◆ Challenge A
In the LAM/MPI mailing list post, rewrite the paragraph that begins "The problems should be linked to lamboot" as one short, clear sentence that keeps its main facts.
◆ Challenge B
List every command entered at a numbered shell prompt in the LAM/MPI mailing list post.
◆ Challenge C
Continue the LAM/MPI mailing list post from its last sentence.

◆ Provided text

◆ ◆ ◆

LAM/MPI logo

LAM/MPI General User's Mailing List Archives

  |   Home   |   Download   |   Documentation   |   FAQ   |   all just in this list

From: etienne gondet (etienne.gondet_at_[hidden])
Date: 2003-08-06 08:50:34


    Dear Jeff,

    Thanks for all that clues.

The problems should be linked to lamboot unless it looks working it is
not . the deamon is not started on
 the remote node.

22:> lamboot -v boot_schema

LAM 7.0/MPI 2 C++/ROMIO - Indiana University

n0<247384> ssi:boot:base:linear: booting n0 (hpca2501)
n0<247384> ssi:boot:base:linear: booting n1 (hpca2301)
echo n0<247384> ssi:boot:base:linear: finished
23:> echo $?
0
24:> rsh hpca2301
*******************************************************************************
*
*
* Welcome to ECMWF HPC Phase 1A
Machine *
*
*
*******************************************************************************
*
*
* Please report any problems to the calldesk x2303 (++ 44 118
9499303) *
*
*
* Users please note there are new Loadleveler classes: ns
np *
*
*
* From Feb 12th you will no longer be able to run
jobs *
* in the original classes parallel, any, epilog,
bigmem. *
*
*
* please use class ns (for single process jobs)
or *
*
*
* class np (for multi-process
jobs) *
*
*
*******************************************************************************
Last login: Wed Aug 6 13:35:42 GMT 2003 on /dev/pts/0 from hpca2501

2:> ps -edf | grep -i lmz
     lmz 32558 68206 2 13:45:40 pts/0 0:00 ps -edf
     lmz 50516 68206 0 13:45:40 pts/0 0:00 grep -i lmz
     lmz 68206 70612 0 13:44:41 pts/0 0:00 -ksh

With 6.5.X series I was used to see the daemon with ps and this output
at rsh time was nott a problem.

◆ ◆ ◆

◆ Given material
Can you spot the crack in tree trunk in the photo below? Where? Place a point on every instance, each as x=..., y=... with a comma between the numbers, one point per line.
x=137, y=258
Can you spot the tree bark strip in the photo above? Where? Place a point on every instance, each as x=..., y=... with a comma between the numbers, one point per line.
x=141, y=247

◆ ◆ ◆

◆ Task answer A
The problem likely lies with lamboot: although it seems to work, it does not start the daemon on the remote node.

◆ Task answer B
- lamboot -v boot_schema
- echo $?
- rsh hpca2301
- ps -edf | grep -i lmz

◆ Task answer C
Jeff Squyres a écrit:

>On Wed, 6 Aug 2003, etienne gondet wrote:
>
>
>
>>>- in the case where you do not use an app schema, you have the maxprocs
>>>argument of MPI_Comm_spawn set to 1, meaning that only one "block"
>>>executable is launched.
>>>
>>>
>> I don't understand what twofolds means but on that IBM SP4 the block
>>is never started on the other node. I go with rsh on that other nodes
>>and I never see a process called block with a ps -edf and the driver
>>processus is in a deadlock. The problem is before the pingpong and
>>
>>
>
>Are you sure that block is not spawned on the current node? Without an
>app schema, it should be launched on n0, not n1. There could be a
>buffering issue such that you simply do not see all the output before the
>deadlock.
>
>
    Yes It is not
    With no appschema the block is started on the same node and gives
back some output on stdout
    Usually with 6.5.9 on SP4 I add no buffering troubles such as on
VPP or NEC.

>
>
>>relative process management not to communication protocol and buffers. I
>>understand because I spawn a monoprocessus block that it should deadlock
>>later in the pingpong after 64k. But I just reduced the number of
>>processus in case of.
>>
>>
>
>I would suggest a few things:
>
>- lower your message size to less than 64k (say, 20 bytes).
>- make the argument to MPI_Comm_spawn (in the cases without app schemas)
> be 2, not 1.
>
>
    I tried with 4.

>Unless something else is going wrong, either or both of these should allow
>your program to complete.
>
>
>
>>>lamhalt will hang for a while if any of the LAM daemons have already died.
>>>
>>>
>> A very long while.
>>
>>
>
>It should only wait for about 15 seconds before giving up. Can you attach
>a debugger and see where exactly lamhalt is stuck?
>
>(you may need to recompile LAM with -g to get useful information here)
>
>
    I I will recompile lam with -g and try to attach a debugger in the
followng days.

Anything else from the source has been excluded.